(begin)

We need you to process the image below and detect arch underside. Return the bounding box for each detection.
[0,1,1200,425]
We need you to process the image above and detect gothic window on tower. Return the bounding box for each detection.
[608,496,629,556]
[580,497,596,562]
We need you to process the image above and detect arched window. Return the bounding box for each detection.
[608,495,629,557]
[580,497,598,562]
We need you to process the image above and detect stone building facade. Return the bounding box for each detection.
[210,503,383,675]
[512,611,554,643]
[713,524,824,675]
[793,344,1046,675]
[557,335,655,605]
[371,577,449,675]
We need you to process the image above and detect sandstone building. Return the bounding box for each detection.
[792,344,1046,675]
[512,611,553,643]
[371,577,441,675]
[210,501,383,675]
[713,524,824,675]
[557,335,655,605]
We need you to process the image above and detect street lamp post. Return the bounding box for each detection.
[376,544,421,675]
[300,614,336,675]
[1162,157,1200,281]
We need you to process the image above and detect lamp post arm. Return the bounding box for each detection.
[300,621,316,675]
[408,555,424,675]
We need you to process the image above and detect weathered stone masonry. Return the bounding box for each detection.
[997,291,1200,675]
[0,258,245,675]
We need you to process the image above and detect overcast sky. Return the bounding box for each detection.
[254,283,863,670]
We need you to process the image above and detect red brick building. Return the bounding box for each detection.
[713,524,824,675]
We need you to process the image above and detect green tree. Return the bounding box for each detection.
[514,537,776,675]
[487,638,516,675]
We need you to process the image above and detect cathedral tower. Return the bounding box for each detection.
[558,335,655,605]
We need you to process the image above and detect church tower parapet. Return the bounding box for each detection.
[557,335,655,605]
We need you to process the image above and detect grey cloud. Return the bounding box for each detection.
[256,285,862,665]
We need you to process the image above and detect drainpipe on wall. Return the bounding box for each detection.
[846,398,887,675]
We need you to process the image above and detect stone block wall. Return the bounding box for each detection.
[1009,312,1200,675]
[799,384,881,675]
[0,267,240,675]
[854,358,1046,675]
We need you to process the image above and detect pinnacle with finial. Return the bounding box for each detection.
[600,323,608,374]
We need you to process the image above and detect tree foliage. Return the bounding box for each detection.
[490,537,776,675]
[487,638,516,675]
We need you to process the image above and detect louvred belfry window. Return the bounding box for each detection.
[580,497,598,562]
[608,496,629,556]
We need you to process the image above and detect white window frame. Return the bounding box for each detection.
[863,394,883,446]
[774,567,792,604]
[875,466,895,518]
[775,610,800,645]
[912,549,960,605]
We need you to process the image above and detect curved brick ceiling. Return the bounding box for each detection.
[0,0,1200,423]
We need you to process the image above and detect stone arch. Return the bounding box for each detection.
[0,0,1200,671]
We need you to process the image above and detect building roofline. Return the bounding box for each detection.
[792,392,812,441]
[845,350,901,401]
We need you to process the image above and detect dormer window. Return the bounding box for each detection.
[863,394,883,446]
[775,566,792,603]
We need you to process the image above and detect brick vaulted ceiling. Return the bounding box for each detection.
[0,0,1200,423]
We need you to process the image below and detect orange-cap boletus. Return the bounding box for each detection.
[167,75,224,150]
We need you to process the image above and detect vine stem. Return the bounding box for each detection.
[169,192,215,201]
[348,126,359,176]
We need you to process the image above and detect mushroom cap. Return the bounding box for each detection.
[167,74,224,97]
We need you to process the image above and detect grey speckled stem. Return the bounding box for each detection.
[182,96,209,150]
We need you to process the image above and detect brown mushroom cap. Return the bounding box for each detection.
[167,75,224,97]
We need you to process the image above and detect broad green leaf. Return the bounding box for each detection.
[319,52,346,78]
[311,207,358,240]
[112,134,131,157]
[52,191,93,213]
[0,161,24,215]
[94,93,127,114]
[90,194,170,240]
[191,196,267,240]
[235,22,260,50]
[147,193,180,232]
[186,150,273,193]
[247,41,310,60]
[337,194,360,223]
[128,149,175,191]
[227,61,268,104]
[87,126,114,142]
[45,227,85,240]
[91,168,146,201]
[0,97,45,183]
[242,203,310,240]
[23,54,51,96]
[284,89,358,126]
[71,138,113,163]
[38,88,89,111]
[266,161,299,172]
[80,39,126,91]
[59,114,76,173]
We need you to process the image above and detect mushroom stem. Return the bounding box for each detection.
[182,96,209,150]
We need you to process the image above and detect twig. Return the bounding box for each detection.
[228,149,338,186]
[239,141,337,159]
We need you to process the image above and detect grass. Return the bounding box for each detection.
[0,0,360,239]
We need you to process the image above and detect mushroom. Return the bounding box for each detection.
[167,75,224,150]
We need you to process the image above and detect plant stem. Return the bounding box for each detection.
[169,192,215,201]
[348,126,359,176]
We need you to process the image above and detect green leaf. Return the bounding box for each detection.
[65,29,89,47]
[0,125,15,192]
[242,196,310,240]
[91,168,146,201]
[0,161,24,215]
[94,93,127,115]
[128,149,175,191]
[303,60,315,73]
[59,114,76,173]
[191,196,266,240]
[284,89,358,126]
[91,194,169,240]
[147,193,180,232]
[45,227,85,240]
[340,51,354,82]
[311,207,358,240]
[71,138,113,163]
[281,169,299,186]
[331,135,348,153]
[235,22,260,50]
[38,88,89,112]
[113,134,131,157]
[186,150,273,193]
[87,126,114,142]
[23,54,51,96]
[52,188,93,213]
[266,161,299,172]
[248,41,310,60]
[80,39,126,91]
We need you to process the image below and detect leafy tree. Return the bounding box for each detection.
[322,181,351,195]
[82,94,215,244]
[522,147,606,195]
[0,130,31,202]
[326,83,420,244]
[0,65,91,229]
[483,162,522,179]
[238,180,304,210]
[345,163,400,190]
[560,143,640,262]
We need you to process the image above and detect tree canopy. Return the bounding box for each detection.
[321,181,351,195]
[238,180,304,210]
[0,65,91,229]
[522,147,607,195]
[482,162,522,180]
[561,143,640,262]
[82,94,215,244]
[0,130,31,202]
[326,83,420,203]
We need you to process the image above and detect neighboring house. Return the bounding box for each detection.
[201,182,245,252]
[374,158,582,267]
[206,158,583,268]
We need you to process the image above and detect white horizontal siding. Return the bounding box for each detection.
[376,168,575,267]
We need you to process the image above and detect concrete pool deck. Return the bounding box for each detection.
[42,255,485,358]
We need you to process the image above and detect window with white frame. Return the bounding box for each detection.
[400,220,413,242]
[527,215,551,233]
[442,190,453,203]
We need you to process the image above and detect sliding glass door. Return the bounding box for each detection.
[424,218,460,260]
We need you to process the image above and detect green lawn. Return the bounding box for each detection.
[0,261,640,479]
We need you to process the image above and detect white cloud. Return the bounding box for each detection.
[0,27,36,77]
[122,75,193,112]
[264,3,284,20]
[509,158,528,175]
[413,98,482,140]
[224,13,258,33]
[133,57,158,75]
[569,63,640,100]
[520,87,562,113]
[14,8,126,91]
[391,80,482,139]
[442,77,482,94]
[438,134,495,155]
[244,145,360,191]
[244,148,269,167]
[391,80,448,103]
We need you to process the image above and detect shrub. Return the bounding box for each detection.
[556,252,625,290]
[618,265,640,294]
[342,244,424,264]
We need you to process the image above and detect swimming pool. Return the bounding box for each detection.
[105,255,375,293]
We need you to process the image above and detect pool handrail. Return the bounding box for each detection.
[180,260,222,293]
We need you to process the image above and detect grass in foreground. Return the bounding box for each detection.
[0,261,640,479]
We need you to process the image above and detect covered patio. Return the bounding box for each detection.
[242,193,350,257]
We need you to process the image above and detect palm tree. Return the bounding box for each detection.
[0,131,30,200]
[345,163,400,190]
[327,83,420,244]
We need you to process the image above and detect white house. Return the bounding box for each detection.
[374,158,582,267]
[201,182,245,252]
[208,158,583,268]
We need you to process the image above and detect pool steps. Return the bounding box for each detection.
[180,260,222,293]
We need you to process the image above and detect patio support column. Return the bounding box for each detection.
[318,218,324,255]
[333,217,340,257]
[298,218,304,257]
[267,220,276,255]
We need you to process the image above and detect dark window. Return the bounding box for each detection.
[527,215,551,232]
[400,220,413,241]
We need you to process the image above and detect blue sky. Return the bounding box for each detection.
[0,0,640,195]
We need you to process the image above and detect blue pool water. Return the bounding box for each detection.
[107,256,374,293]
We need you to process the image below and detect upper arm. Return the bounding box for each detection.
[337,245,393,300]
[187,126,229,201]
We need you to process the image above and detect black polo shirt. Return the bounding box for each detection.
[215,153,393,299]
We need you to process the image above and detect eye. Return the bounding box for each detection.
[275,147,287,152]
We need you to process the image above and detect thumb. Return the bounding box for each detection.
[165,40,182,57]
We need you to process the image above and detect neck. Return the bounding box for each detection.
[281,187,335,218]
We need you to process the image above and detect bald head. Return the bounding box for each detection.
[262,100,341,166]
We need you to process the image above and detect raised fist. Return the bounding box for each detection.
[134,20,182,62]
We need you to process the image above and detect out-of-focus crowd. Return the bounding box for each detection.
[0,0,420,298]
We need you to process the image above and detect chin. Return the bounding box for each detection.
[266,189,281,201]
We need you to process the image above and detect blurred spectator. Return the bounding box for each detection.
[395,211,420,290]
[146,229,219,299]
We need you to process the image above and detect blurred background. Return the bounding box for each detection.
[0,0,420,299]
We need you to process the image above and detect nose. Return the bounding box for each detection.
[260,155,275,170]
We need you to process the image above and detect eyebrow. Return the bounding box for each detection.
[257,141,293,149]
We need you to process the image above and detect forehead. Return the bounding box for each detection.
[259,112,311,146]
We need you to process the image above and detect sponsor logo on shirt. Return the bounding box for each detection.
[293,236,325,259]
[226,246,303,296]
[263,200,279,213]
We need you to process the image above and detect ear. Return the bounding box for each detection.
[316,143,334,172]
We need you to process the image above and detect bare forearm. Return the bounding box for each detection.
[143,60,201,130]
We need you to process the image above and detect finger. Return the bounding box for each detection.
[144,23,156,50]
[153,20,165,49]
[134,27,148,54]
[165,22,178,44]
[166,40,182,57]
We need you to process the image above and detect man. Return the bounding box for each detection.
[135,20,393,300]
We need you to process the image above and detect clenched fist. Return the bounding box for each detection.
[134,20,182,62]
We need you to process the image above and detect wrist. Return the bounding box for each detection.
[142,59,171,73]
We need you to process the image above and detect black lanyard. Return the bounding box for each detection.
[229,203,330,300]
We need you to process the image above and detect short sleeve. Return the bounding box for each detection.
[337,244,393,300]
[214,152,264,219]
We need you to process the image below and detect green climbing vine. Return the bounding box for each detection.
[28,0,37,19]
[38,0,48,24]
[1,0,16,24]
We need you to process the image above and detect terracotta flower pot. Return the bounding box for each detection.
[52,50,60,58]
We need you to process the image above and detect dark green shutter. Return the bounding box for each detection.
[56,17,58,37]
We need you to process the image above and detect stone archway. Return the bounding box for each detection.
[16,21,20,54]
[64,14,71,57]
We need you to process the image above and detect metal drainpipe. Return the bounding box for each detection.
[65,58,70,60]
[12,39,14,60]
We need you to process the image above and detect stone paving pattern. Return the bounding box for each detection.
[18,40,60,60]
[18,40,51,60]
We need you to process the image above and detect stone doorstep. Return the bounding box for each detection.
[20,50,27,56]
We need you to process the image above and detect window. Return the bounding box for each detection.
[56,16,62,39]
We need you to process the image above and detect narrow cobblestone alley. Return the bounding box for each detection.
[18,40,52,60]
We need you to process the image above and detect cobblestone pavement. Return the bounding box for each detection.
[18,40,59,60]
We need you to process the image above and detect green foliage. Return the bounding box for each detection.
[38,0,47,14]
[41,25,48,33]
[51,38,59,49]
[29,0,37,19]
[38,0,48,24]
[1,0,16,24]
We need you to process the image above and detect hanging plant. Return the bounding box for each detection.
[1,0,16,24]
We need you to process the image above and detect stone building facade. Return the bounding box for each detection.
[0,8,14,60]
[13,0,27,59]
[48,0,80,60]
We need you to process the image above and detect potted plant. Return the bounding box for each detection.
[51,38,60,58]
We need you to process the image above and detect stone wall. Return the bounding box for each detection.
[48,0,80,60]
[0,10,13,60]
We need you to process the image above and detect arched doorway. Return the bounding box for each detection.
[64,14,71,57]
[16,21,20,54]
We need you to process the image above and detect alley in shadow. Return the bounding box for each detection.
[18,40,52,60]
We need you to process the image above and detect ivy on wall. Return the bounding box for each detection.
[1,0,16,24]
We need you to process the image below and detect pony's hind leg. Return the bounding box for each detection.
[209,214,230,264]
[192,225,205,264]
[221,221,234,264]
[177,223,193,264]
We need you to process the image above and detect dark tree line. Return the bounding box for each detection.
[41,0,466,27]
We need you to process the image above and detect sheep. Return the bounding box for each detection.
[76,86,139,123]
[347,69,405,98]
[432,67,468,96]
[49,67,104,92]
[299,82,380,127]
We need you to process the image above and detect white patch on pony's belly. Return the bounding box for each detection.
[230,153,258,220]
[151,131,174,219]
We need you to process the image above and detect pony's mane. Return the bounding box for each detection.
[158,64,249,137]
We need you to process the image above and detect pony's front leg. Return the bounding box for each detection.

(end)

§ TASK REQUIREMENTS
Please write out the part of the lines above that opens with the line containing "detect blue sky." and closes with the line containing "[0,0,420,298]", copying each line exactly.

§ OUTPUT OF THE EXERCISE
We need you to process the image above and detect blue sky. Return the bounding box for each detection.
[0,0,640,195]
We need you to process the image above and detect blue pool water. Return the bounding box for each detection.
[107,256,374,293]
We need you to process the image below and detect upper arm. Return the bounding box for each detection.
[337,245,393,300]
[187,126,229,201]
We need you to process the image above and detect black polo shirt. Return the bounding box for each detection.
[215,153,393,299]
We need you to process the image above and detect eye. Return the bounding box for each detection.
[275,147,287,152]
We need you to process the image above and detect thumb. Return the bounding box for each detection.
[165,40,182,57]
We need you to process the image above and detect neck. Return the bounding box for each detection.
[281,187,335,218]
We need you to process the image above and detect bald head. Return the bounding box for each detection.
[262,100,341,166]
We need you to process the image above and detect raised fist. Return the bounding box for each detection.
[134,20,182,62]
We need you to process the image above and detect out-of-focus crowd. Return the bounding box for each detection.
[0,0,420,298]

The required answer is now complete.